Source material: Begin

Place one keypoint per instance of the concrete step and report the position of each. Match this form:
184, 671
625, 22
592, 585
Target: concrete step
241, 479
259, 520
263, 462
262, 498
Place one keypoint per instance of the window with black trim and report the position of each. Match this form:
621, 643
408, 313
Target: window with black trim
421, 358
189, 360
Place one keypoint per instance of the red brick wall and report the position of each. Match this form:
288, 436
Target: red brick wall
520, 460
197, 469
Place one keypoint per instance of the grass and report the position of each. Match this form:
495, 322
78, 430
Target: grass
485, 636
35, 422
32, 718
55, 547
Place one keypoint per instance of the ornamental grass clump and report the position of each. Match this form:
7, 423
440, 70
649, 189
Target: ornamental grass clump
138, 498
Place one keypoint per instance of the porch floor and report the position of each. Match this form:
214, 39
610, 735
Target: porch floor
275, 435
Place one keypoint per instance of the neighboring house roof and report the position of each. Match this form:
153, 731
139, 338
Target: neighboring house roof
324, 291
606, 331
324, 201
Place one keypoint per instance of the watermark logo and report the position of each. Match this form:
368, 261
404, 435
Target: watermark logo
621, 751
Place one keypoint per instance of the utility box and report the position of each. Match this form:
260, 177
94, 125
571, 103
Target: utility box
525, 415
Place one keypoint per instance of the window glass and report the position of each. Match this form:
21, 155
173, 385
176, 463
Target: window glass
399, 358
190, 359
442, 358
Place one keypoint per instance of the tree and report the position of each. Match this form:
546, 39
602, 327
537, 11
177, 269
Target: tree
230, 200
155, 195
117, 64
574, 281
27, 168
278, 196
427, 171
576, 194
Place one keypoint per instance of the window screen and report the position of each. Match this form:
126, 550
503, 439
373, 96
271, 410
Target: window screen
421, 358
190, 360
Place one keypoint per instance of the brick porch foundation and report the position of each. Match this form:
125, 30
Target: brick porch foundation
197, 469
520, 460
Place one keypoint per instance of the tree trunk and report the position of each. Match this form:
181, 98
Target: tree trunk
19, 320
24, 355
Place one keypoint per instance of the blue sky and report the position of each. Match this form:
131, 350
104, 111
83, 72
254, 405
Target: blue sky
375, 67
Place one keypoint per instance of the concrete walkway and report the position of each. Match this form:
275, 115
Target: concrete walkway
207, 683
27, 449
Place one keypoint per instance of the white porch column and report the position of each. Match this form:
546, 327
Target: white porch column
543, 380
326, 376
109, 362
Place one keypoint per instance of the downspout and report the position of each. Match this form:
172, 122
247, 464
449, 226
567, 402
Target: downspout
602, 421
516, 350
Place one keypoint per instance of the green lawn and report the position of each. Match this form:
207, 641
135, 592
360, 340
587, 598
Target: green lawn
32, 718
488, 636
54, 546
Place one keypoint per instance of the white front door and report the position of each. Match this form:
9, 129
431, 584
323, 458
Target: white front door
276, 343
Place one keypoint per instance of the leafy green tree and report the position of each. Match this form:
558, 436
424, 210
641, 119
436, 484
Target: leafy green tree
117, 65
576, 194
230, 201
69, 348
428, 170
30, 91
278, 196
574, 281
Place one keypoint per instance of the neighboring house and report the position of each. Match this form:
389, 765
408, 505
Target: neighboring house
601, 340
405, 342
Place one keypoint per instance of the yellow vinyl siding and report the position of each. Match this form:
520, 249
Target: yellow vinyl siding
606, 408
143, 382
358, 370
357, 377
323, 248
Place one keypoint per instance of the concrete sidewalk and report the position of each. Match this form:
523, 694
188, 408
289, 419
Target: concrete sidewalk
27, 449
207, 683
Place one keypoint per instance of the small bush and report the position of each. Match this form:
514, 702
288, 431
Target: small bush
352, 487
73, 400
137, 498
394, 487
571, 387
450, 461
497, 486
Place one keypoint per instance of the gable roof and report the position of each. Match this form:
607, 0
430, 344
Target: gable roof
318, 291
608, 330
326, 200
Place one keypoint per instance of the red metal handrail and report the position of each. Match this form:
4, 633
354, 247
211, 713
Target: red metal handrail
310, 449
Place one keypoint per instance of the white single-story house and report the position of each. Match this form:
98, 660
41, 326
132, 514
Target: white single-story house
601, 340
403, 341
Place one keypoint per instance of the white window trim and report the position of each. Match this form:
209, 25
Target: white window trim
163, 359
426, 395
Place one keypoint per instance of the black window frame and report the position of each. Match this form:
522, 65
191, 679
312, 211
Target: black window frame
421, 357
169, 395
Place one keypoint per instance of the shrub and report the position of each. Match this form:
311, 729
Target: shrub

Source material: End

What you are asked to do: What is the number of lines in the records that include "shrub"? Answer with that number alone.

Solution to the exercise: 2